__Exercise goal__.
Locate every line in the listing below that contains the string "road" and copy each such line in full. Matches must have the same capitalization.
:: Extracted information
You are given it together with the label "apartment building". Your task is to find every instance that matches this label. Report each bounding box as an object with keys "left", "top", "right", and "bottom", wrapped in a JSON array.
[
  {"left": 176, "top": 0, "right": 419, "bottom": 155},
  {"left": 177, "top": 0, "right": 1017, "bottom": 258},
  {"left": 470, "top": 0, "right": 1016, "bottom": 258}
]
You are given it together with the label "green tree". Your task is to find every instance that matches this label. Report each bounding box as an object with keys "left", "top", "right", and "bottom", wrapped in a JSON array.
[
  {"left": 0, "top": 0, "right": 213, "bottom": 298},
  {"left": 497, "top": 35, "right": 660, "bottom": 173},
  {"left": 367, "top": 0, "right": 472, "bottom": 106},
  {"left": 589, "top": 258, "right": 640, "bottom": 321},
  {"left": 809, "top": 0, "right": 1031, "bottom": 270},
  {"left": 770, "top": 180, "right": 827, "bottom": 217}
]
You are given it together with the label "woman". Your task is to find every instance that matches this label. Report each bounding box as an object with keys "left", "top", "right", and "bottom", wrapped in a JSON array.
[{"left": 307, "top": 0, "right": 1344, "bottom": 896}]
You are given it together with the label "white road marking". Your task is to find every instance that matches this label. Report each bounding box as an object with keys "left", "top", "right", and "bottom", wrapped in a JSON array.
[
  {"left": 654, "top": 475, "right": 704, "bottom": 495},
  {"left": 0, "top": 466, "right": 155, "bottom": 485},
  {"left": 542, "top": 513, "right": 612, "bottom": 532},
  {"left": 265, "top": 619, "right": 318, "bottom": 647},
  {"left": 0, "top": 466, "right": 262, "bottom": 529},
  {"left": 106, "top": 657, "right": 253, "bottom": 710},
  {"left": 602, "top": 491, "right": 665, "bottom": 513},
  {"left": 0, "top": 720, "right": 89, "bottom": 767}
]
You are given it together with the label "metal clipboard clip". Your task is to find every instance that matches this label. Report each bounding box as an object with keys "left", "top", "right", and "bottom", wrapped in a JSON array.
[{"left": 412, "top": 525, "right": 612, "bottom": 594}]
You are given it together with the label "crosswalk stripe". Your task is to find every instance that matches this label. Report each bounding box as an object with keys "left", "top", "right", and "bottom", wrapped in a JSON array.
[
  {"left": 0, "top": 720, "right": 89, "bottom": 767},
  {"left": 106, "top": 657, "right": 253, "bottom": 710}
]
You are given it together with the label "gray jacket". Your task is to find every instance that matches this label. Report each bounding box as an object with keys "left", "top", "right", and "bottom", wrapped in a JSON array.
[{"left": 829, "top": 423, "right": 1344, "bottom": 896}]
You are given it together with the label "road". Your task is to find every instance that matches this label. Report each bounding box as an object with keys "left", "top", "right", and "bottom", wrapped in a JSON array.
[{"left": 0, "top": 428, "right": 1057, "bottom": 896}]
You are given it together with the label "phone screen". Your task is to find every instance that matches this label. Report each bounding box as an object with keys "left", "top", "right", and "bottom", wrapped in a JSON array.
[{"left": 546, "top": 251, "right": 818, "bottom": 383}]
::::
__Task response__.
You are given it together with the label "white road marking". Your task is to find every instance that matches this label. Report each bounding box as an object with keys "left", "top", "right", and "bottom", wrapped in a JSON array.
You are given it together with the label "road". Your task is to find every instance that matches this label. Report each bounding box as an object with keys "left", "top", "right", and "bottom", wrapped in a JSON array.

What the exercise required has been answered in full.